(Tasks and exercises)
**1.** For each statement below, say yes or no to whether it agrees with the excerpt on Hinge's AI Vision Sprint, and quote the exact words from the excerpt that settle it.
(a) The location given is Hinge HQ in New York.
(b) Some team at Hinge already had a way to evaluate AI in a live product environment.
(c) The risk named under "The Conflict" is design theater at company scale.
**2.** List every role the excerpt on Hinge's AI Vision Sprint names for the Identity Team.

***** Excerpt provided *****

Labs Team (Lead PD, Staff Data Engineer, Lead UXR), Identity Team (PM, DES, UXR, DA)

Location

New York, NY Hinge HQ

Stakes

Whether AI decisions would translate into real product

By the time the AI Vision Sprint launched, AI was no longer theoretical. The decision frameworks I created had aligned the organization on what responsible AI in dating could be, but that alignment introduced a new risk. If the sprint produced only decks and concepts, it would undo the progress that made AI decidable.

With teams pulled from core work and skepticism still high, failure to produce something tangible would retroactively invalidate the work. At the same time, no team at Hinge had any way to evaluate AI in a live product environment.

Employees work inside a glass-walled meeting space at Hinge headquarters in New York. The scene comes as the company enters its AI Vision Sprint, a moment when AI is no longer theoretical but still unproven in live product environments, raising the stakes for turning shared frameworks into something tangible rather than another set of concepts.

The Conflict

Tension

Vision without execution

Constraint

No live AI evaluation medium

Risk

Design theater at company scale

Vision moved faster than execution. There was no live AI evaluation medium, no shared way to test ideas with real users, and no technical path from concept to product. As a result, leadership discussions turned into design theater at company scale, where promising AI ideas accumulated without any system capable of shipping them.

A custom-built AI prototyping system runs alongside live code during early concept work at Hinge headquarters in New York. The setup reflects a period before widely available AI prototyping tools, when building bespoke infrastructure was necessary to make AI concepts tangible enough to evaluate, test, and debate responsibly.

***** Recorded data *****

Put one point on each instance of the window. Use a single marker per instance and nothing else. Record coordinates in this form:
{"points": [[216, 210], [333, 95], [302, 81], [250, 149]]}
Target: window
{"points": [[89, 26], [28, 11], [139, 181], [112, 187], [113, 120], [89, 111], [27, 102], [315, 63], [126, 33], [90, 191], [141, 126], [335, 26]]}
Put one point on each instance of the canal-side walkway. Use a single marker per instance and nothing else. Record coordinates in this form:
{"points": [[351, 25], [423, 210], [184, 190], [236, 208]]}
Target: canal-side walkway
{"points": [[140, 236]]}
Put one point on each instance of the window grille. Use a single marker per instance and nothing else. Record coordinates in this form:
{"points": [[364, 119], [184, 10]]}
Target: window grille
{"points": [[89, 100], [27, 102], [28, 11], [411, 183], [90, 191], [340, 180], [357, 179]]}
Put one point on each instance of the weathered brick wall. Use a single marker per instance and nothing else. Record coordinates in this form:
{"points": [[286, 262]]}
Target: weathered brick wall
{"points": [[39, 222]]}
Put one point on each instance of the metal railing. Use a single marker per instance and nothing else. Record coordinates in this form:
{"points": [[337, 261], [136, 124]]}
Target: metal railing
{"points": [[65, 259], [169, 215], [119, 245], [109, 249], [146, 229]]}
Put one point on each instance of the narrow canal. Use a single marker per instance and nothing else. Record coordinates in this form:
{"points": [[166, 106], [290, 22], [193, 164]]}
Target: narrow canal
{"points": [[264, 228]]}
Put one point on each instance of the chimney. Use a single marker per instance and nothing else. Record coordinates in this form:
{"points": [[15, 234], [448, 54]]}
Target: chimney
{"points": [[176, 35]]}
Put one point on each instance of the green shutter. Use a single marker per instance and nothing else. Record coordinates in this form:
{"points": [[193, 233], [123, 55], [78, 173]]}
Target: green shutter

*****

(Numbered responses)
**1.**
(a) Yes: "New York, NY Hinge HQ"
(b) No: "no team at Hinge had any way to evaluate AI in a live product environment."
(c) Yes: "Design theater at company scale"

**2.** PM, DES, UXR, DA